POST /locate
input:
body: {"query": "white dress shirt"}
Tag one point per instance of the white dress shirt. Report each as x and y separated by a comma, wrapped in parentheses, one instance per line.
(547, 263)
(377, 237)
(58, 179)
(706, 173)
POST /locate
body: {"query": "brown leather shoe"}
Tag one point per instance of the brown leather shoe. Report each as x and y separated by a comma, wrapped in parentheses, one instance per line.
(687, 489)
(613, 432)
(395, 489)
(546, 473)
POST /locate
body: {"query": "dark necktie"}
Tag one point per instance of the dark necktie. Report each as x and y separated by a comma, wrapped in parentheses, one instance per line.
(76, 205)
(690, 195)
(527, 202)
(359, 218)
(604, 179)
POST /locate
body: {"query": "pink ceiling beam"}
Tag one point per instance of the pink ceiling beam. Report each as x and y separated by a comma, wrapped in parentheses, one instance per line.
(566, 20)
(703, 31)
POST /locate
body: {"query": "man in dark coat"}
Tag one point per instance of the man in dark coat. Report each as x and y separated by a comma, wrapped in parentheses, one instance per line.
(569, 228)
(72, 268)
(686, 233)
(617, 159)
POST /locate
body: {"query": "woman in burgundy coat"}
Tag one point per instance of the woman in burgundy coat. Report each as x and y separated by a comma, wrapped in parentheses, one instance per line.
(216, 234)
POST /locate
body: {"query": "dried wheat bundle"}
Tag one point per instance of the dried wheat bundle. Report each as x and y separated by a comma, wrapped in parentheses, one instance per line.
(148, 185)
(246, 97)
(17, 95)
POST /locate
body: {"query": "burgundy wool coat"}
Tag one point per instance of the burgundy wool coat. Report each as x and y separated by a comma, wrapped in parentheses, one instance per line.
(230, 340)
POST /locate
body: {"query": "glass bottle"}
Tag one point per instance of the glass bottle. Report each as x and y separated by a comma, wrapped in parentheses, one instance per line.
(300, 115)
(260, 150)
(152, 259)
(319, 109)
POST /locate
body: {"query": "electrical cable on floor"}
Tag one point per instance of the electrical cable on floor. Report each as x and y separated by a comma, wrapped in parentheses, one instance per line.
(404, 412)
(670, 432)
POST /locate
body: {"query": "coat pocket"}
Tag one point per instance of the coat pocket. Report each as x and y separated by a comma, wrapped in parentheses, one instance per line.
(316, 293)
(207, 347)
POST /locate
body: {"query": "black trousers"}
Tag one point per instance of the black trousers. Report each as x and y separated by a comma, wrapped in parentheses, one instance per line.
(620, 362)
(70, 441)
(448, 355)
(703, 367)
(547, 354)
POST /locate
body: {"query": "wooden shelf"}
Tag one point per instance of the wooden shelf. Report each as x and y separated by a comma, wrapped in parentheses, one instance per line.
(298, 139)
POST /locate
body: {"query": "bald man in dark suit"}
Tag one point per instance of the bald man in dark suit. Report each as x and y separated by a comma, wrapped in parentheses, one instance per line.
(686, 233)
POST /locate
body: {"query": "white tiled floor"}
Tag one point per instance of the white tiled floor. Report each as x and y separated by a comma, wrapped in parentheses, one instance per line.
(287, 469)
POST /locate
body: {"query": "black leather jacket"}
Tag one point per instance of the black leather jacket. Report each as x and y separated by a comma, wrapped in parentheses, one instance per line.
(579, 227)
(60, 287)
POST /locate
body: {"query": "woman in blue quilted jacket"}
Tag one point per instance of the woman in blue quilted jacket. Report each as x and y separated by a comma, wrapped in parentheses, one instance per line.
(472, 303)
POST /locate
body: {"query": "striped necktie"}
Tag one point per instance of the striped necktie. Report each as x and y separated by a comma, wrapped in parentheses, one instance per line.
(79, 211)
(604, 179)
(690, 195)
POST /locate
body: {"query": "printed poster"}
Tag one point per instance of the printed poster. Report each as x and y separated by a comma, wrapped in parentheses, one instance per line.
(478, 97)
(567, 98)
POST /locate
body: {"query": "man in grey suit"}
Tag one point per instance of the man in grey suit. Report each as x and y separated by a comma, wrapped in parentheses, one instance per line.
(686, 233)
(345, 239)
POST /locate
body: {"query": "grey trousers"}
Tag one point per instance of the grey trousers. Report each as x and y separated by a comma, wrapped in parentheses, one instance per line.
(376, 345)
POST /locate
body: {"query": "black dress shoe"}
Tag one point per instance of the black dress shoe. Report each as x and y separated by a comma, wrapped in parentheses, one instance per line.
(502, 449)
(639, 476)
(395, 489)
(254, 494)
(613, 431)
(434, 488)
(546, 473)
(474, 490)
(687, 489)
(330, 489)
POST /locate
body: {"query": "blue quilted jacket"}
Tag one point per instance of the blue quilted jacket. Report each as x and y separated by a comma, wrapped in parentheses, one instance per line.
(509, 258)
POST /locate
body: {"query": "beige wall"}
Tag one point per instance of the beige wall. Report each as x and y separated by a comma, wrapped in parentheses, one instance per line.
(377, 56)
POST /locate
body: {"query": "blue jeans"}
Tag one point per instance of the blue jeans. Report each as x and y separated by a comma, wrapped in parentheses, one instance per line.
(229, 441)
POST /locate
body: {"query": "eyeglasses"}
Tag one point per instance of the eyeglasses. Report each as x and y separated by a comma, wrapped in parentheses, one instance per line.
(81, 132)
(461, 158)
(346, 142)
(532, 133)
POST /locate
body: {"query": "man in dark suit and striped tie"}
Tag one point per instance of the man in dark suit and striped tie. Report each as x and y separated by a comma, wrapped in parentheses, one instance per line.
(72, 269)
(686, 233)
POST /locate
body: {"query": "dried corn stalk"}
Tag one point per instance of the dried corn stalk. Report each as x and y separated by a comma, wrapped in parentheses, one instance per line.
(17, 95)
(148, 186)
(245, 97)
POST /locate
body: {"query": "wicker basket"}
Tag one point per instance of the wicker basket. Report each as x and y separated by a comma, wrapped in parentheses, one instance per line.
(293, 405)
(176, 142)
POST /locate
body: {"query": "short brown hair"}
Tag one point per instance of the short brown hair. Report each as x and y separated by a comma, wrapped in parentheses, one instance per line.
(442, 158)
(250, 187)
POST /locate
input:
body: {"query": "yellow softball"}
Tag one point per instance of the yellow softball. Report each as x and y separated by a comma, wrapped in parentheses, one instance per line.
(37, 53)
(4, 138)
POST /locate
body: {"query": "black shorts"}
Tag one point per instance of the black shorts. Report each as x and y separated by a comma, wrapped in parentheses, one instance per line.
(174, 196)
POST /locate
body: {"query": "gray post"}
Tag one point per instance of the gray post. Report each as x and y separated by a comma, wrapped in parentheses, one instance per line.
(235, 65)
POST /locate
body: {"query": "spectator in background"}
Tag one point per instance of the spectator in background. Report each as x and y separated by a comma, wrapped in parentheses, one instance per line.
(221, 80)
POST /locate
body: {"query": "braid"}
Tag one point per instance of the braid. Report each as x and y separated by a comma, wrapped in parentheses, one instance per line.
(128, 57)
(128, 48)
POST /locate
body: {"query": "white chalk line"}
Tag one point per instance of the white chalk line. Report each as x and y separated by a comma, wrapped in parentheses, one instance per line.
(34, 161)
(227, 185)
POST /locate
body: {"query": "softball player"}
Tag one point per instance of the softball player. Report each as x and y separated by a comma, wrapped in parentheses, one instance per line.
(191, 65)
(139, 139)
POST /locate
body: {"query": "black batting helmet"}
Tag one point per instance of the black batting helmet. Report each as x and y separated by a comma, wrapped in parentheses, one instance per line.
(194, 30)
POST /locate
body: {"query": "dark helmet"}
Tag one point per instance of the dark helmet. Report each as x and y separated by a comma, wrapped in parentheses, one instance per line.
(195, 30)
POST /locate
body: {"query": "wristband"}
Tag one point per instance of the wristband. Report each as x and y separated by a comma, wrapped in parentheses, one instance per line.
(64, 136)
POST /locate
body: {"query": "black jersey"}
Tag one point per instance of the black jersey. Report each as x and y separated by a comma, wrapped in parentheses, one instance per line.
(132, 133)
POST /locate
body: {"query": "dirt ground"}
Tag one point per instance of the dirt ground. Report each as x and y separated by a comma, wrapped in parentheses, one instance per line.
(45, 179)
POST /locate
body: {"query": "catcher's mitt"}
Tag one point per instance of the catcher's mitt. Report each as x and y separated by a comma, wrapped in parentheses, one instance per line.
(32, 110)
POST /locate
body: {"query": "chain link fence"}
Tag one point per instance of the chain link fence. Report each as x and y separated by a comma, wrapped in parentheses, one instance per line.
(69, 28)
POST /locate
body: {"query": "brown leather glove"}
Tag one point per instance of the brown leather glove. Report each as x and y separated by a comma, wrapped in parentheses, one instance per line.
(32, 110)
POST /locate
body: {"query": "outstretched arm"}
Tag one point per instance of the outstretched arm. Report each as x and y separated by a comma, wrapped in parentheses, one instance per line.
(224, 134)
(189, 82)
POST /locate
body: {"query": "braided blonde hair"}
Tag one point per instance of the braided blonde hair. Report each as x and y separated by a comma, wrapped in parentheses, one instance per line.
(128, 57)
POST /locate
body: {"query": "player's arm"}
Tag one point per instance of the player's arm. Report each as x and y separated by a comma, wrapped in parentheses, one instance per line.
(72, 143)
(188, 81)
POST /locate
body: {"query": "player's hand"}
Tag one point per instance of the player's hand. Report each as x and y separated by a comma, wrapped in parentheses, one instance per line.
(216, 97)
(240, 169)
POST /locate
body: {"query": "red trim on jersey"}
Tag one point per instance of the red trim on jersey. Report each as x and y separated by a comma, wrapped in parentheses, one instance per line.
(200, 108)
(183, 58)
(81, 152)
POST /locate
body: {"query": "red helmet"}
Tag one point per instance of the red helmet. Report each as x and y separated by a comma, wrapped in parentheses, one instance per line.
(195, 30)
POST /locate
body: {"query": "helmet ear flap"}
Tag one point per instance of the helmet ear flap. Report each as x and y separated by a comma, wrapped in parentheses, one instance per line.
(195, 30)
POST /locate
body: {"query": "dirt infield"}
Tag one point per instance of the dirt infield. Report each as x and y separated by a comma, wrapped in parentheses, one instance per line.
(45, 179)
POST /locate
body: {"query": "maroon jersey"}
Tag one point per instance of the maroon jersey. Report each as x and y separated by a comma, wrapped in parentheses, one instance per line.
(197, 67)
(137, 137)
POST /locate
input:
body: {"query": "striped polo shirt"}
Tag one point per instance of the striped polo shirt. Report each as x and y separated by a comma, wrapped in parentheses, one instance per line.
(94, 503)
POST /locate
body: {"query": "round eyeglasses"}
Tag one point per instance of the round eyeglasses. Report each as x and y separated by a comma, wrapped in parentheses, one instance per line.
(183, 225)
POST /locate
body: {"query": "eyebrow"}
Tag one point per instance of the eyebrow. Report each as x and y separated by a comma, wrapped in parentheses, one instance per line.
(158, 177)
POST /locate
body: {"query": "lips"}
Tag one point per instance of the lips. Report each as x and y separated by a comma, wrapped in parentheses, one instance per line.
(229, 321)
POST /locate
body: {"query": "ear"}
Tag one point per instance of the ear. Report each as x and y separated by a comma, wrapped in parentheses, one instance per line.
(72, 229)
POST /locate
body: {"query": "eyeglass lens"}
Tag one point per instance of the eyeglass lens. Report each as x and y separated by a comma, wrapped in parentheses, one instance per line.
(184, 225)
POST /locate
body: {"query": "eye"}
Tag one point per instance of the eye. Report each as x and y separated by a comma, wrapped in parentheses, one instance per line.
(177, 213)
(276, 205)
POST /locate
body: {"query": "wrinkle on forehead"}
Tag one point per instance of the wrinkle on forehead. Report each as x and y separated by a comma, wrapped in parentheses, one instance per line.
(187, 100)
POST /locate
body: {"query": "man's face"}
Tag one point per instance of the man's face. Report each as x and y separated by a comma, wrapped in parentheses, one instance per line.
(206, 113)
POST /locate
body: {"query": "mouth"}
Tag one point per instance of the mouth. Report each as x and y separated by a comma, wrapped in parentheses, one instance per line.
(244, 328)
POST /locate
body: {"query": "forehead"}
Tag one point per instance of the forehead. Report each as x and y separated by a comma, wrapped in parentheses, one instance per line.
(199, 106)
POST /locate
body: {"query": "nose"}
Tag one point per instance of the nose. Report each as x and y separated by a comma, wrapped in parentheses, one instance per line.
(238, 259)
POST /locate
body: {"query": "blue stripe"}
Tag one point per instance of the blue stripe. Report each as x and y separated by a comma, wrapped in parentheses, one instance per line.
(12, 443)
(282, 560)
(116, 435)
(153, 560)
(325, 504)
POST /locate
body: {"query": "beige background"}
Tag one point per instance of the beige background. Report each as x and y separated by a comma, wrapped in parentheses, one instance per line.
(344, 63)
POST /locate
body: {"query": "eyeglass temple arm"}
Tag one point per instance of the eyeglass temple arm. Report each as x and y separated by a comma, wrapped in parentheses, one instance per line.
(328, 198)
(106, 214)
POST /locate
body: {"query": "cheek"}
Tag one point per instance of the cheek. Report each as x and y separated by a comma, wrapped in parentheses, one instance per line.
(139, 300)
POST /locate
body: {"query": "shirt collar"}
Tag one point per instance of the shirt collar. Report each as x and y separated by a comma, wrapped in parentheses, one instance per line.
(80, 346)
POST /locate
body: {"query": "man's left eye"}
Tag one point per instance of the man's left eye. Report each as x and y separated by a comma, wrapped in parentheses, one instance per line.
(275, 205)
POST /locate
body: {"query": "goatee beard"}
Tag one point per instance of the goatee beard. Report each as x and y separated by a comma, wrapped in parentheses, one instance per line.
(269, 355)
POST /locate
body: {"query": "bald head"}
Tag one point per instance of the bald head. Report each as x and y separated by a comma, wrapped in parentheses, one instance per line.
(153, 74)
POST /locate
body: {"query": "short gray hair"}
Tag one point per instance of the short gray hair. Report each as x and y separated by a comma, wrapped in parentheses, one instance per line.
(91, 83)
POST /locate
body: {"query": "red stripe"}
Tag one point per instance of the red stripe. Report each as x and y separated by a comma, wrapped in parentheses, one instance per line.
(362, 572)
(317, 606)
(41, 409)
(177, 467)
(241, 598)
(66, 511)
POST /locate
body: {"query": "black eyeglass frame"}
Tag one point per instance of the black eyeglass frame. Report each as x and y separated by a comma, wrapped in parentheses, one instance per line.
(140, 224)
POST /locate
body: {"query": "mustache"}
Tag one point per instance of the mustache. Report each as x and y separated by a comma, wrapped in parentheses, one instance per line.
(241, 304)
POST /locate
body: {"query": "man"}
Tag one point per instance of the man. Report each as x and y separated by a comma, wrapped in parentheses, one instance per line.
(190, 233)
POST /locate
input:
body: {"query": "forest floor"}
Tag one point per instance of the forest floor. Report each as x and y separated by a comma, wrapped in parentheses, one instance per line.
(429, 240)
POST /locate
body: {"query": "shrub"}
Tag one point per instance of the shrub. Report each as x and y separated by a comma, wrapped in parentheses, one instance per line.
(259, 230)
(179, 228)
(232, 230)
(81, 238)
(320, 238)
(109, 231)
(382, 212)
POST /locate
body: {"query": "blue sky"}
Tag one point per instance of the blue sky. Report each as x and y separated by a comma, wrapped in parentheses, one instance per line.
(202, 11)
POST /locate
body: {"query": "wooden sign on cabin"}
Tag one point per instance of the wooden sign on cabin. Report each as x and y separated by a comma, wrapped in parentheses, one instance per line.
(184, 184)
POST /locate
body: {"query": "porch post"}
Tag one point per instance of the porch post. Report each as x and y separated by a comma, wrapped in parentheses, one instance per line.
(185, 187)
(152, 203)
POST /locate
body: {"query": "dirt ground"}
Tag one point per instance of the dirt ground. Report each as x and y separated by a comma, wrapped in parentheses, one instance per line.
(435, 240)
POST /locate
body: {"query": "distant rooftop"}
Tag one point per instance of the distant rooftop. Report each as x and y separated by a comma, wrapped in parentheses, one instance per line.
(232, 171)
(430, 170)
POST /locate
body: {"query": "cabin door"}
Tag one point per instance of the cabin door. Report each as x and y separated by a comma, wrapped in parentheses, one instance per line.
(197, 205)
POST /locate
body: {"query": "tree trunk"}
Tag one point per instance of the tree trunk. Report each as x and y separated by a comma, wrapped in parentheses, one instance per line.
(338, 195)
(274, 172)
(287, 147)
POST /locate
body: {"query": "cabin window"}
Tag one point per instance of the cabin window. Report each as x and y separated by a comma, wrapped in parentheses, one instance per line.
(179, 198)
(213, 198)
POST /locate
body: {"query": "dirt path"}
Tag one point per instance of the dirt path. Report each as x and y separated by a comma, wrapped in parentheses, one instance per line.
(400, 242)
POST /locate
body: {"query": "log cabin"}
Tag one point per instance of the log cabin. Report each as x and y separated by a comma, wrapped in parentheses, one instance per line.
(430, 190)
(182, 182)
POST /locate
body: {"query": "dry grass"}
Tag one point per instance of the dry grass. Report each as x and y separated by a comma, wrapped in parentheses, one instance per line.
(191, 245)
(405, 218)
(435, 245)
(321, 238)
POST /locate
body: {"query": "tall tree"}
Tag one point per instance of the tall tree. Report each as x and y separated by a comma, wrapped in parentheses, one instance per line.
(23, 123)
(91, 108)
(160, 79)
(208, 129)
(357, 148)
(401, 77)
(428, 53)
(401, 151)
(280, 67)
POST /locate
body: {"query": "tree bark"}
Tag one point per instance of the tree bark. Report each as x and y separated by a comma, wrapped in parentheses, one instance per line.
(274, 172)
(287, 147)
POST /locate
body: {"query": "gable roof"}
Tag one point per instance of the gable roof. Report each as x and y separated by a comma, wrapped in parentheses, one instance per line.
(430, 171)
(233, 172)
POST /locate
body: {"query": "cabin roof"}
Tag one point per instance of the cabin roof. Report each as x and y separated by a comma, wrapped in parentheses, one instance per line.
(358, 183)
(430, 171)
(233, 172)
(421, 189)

* [Work instructions] Exactly reproduce the lines beginning with the one that contains "Tag one point per instance of the cabin window." and ending with the last line of the material, both included. Leave out everything else.

* [Expected output]
Tag one point per instance of the cabin window. Report each as x and y separated by a comma, wrapped in parentheses, one instance per line.
(179, 198)
(213, 198)
POST /locate
body: {"query": "dirt path"}
Tag one point per instance of the dirt path. Report each as x and y separated by a comma, wrapped in parentheses, one instance per line.
(400, 242)
POST /locate
body: {"query": "log cabin"}
Tag one point per instance of the log cabin. Report each as x and y separated by a comma, wrapped in parentheses, one instance per line.
(430, 190)
(182, 182)
POST /locate
body: {"query": "dry grass"}
Tag one point per instance of the dry grass. Report each as x and y separated by a comma, wrapped in parentheses, one instance per line.
(191, 245)
(405, 218)
(435, 245)
(321, 238)
POST /locate
body: {"query": "tall tree"}
Tag one point per instance of the tall tree. Report each as x and y separated by a comma, wrapped in parentheses, one instance per line.
(23, 123)
(91, 108)
(160, 79)
(208, 129)
(357, 148)
(401, 77)
(428, 53)
(401, 151)
(280, 67)
POST /locate
body: {"query": "tree bark"}
Tag one point per instance of the tree bark. Report each as x and y separated by a comma, wrapped in parentheses, one instance per line.
(274, 172)
(287, 147)
POST /locate
body: {"query": "gable roof"}
Tag one point per instance of the gable roof. Report each as x and y separated by a comma, wrapped in parentheses, one instance per line.
(430, 171)
(233, 172)
POST /locate
body: {"query": "cabin roof"}
Tag one point per instance of the cabin roof. Report each as x and y separated by a comma, wrapped in parentheses, one instance per line.
(358, 183)
(430, 171)
(233, 172)
(421, 189)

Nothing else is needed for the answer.